:: TO BE DONE ::
Copy every item below word for word.

____ DATA SHOWN

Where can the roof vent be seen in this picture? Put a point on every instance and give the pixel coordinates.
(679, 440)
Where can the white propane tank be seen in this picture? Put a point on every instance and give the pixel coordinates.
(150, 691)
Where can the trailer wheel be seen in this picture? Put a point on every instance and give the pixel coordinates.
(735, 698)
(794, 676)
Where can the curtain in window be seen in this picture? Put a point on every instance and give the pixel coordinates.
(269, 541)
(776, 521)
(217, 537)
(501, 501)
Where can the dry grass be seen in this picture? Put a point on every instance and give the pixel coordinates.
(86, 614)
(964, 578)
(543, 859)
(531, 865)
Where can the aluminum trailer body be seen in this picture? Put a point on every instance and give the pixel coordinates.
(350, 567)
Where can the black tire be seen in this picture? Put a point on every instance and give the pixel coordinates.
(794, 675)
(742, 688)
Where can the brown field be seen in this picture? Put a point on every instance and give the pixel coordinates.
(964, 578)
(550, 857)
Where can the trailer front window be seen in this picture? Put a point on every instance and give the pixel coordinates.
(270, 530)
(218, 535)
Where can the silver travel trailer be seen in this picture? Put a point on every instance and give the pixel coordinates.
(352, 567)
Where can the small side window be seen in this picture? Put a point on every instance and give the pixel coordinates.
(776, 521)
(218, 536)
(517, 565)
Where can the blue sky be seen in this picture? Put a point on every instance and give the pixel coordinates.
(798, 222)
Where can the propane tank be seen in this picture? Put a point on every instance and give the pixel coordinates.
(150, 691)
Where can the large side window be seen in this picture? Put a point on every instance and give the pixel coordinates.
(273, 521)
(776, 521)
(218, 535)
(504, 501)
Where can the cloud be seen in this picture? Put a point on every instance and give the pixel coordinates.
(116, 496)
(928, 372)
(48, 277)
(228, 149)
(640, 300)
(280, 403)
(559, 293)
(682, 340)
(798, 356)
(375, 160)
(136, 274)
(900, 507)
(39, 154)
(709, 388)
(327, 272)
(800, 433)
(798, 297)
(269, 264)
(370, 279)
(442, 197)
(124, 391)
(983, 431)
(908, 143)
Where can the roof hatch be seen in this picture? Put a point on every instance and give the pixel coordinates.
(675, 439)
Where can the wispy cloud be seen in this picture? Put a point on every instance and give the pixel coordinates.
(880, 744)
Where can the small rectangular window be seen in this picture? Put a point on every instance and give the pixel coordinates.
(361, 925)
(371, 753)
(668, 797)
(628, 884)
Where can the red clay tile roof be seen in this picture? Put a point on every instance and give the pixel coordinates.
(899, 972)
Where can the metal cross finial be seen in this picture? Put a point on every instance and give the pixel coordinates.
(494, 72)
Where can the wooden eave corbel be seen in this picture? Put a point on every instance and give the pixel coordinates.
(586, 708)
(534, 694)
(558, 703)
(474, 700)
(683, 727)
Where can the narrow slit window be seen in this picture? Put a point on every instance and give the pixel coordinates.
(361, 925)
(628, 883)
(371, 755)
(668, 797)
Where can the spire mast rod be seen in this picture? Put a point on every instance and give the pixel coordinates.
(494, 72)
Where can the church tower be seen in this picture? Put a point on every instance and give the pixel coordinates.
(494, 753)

________

:: SOLUTION TO THIS PROBLEM ::
Where can the roof vent be seen in this picture? Put a point on every instance and give the pixel coordinates.
(679, 440)
Where can the white propane tank be seen in this picture? Put a point on every instance and give the pixel coordinates.
(150, 691)
Where can the trailer wheel be seen in this picture? Put a point on every instance and give the pixel coordinates.
(735, 698)
(794, 676)
Where can the curtain in window be seen in this picture? Put a point on every instance and give the pixel coordinates.
(269, 541)
(776, 521)
(217, 537)
(501, 501)
Where can the dry grass be seen in this picture? Put a point on every instance and give the pixel coordinates.
(86, 614)
(964, 578)
(543, 859)
(531, 865)
Where can the aluminum trailer body be seen in this picture? Put a point on every instance and give the pixel coordinates.
(350, 567)
Where can the black tire be seen in this picture? Put a point on every instance and give the pixel coordinates.
(794, 675)
(742, 688)
Where can the brown field be seen in this picture? Put a point on every instance and give the pixel coordinates.
(964, 578)
(550, 857)
Where can the trailer front window be seen in this picture? Put a point on every instance and give the pixel coordinates.
(270, 530)
(218, 535)
Where can the silver travel trailer be seen in this picture? Put a point on every instance and give the pixel coordinates.
(352, 567)
Where can the small side window be seen in this picture? Put a point on every instance and give the pixel coordinates.
(776, 521)
(218, 536)
(517, 565)
Where can the blue sky be seen in this picture? Put a point on every instance and give the pixel coordinates.
(798, 222)
Where can the propane tank be seen in this picture? Put a point on every instance and give the pixel coordinates.
(150, 691)
Where can the large side window be seen in this picture? Put a point on every instance and give the pixel coordinates.
(273, 521)
(776, 521)
(218, 535)
(504, 501)
Where can the cloud be seen in this picture? Put a point on every instance and give the pixel coordinates.
(116, 496)
(928, 372)
(48, 277)
(228, 149)
(640, 300)
(280, 403)
(559, 293)
(682, 340)
(798, 356)
(375, 160)
(136, 274)
(900, 507)
(39, 154)
(709, 388)
(327, 272)
(800, 433)
(798, 297)
(269, 264)
(370, 279)
(442, 197)
(124, 391)
(983, 431)
(908, 143)
Where can the roof hatch be seen in this picture? Put a point on every instance and give the pixel coordinates.
(675, 439)
Where can the wispy cloud be seen in this picture? Put a point on every instance and give the pixel coordinates.
(880, 744)
Where can the small rectangular window be seen in this picture? Put a point on every instance and give the pixel coordinates.
(361, 925)
(371, 753)
(668, 797)
(628, 884)
Where can the red clay tile roof be seen in this picture? Put a point on every instance and give the pixel coordinates.
(899, 972)
Where can the metal cross finial be seen in this picture? Put a point on every instance and give the pixel coordinates.
(494, 72)
Where can the wooden eave corbel be seen in this picture? Put a point on every instance and give the pixel coordinates.
(586, 708)
(534, 694)
(558, 703)
(474, 700)
(683, 727)
Where can the narrow slit window be seen in this picture? Put a point on every instance and give the pixel coordinates.
(361, 925)
(628, 883)
(371, 755)
(668, 797)
Where can the spire mast rod be seen in this picture? Put a point on every instance and give the pixel coordinates.
(494, 72)
Where can the church tower be seen in this picture? Put a point on every instance and give the pixel coordinates.
(494, 753)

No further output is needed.